Kutipan Teks:
************
Hadis ini memperkuat
beberapa keterangan yang telah kita berikan diatas tadi. Sampai Rasululah
berpesan kepada Sa’ad bin Abu Waqas, kalau dia igin doanya makbul di sisi
Tuhan, hendaklah dia menjaga makanannya, jangan sampai termakan yang haram.
Bahkan beberapa orang ulama ahli kerohanian mengatakan, berkat pengalaman
mereka, bahwasanya makanan itupun berpengaruh kepada mimpi. Untuk menghindarkan
mimpi-mimpi yang buruk, dan supaya beroleh mimpi yang benar (Ru’yatun
Shadiqatun), hendaklah jaga makanan. Perut yang penuh dengan makanan haram,
akan mempengaruhi jiwa dan menyebabkan selalu berjumpa mimpi yang buruk. Dan
hadis inipun member petunjuk kepada kita untuk menyelidiki sendiri kalau doa
kita tidak mustajab di sisi Tuhan. Periksalah dimana salah kita, akan pekerjaan
kita, adakah kita berusaha di dalam hidup ini hanya sekedar perut akan berisi.
Bagaimana orang yang kotor batinnya akan bersih doanya?
Perhatikanlah hal ini.
Mula-mula pada ayat yang diatas tadi, kita bertemu seruan Tuhan kepada seluruh
manusia, baik yang memeluk Islam atau bukan, supaya memakan rezeki yang halal
dan yang baik. Karena kelancangan berbuat dusta dan kecurangan., lain tidak
adalah karena perintah perut! Setelah itu mereka terpelihara. Kemudian bukan
saja kepada orang yang beriman, bahkan kepada Rasul-rasul utusan Tuhan,
diserukan pula mereka supaya makan dari yang halal. Karena dengan makan dari
yang halal itu, akan sucilah hati dan dapatlah mengamalkan amal yang saleh.
Reflektif
SEJAK dahulukala umat
manusia berbeda-beda dalam menilai masalah makanan dan minuman mereka, ada yang
boleh dan ada juga yang tidak boleh. Lebih-lebih dalam masalah makanan yang
berupa binatang. Adapun masalah makanan dan minuman yang berupa
tumbuh-tumbuhan, tidak banyak diperselisihkan. Dan
Islam sendiri tidak mengharamkan hal tersebut, kecuali
setelah menjadi arak, baik yang terbuat dari anggur, korma, gandum ataupun bahan-bahan lainnya, selama benda-benda tersebut
sudah mencapai kadar memabukkan.
Begitu juga
Islam mengharamkan semua benda yang dapat menghilangkan kesadaran dan
melemahkan urat serta yang membahayakan tubuh, sebagaimana akan kami sebutkan
di bawah.
Adapun soal makanan berupa binatang inilah yang terus
diperselisihkan dengan hebat oleh agama-agama dan golongan.
Islam datang, sedang manusia masih dalam keadaan
demikian dalam memandang masalah makanan berupa binatang. Islam berada di
antara suatu faham kebebasan soal makanan dan extrimis dalam soal larangan.
************
Tugas yang Dikerjakan:
**a)** Menurut kutipan teks, kepada siapa Rasulullah berpesan untuk menjaga makanannya agar doanya makbul di sisi Tuhan?
**b)** Tulis ulang bagian kutipan teks yang dimulai pada "Bahkan beberapa orang" dan berakhir pada "Perhatikanlah hal ini.", lalu ganti "makanan haram" dengan "makanan yang tidak halal".
**c)** Ringkas paragraf kutipan teks yang diawali "Mula-mula pada ayat yang diatas tadi" dalam bentuk daftar poin tanpa menghilangkan fakta utamanya.
************
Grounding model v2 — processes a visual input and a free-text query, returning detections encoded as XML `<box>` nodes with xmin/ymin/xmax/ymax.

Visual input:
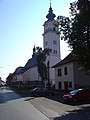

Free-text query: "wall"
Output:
<box><xmin>55</xmin><ymin>63</ymin><xmax>74</xmax><ymax>89</ymax></box>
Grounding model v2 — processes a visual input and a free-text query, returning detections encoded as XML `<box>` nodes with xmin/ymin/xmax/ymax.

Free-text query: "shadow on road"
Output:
<box><xmin>0</xmin><ymin>87</ymin><xmax>21</xmax><ymax>104</ymax></box>
<box><xmin>53</xmin><ymin>107</ymin><xmax>90</xmax><ymax>120</ymax></box>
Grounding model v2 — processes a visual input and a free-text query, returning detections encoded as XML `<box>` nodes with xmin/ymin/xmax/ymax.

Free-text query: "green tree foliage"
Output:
<box><xmin>56</xmin><ymin>0</ymin><xmax>90</xmax><ymax>74</ymax></box>
<box><xmin>37</xmin><ymin>47</ymin><xmax>50</xmax><ymax>86</ymax></box>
************
Jawaban Soal:
**a)** Kepada Sa’ad bin Abu Waqas.

**b)**
Bahkan beberapa orang ulama ahli kerohanian mengatakan, berkat pengalaman
mereka, bahwasanya makanan itupun berpengaruh kepada mimpi. Untuk menghindarkan
mimpi-mimpi yang buruk, dan supaya beroleh mimpi yang benar (Ru’yatun
Shadiqatun), hendaklah jaga makanan. Perut yang penuh dengan makanan yang tidak halal,
akan mempengaruhi jiwa dan menyebabkan selalu berjumpa mimpi yang buruk. Dan
hadis inipun member petunjuk kepada kita untuk menyelidiki sendiri kalau doa
kita tidak mustajab di sisi Tuhan. Periksalah dimana salah kita, akan pekerjaan
kita, adakah kita berusaha di dalam hidup ini hanya sekedar perut akan berisi.
Bagaimana orang yang kotor batinnya akan bersih doanya?
Perhatikanlah hal ini.

**c)**
- Ayat tersebut memuat seruan Tuhan kepada seluruh manusia, baik pemeluk Islam maupun bukan, untuk memakan rezeki yang halal dan baik.
- Kelancangan berbuat dusta dan kecurangan tidak lain disebabkan oleh perintah perut.
- Seruan untuk makan dari yang halal juga ditujukan kepada orang beriman dan kepada para Rasul utusan Tuhan.
- Makan dari yang halal menyucikan hati dan memungkinkan seseorang mengamalkan amal saleh.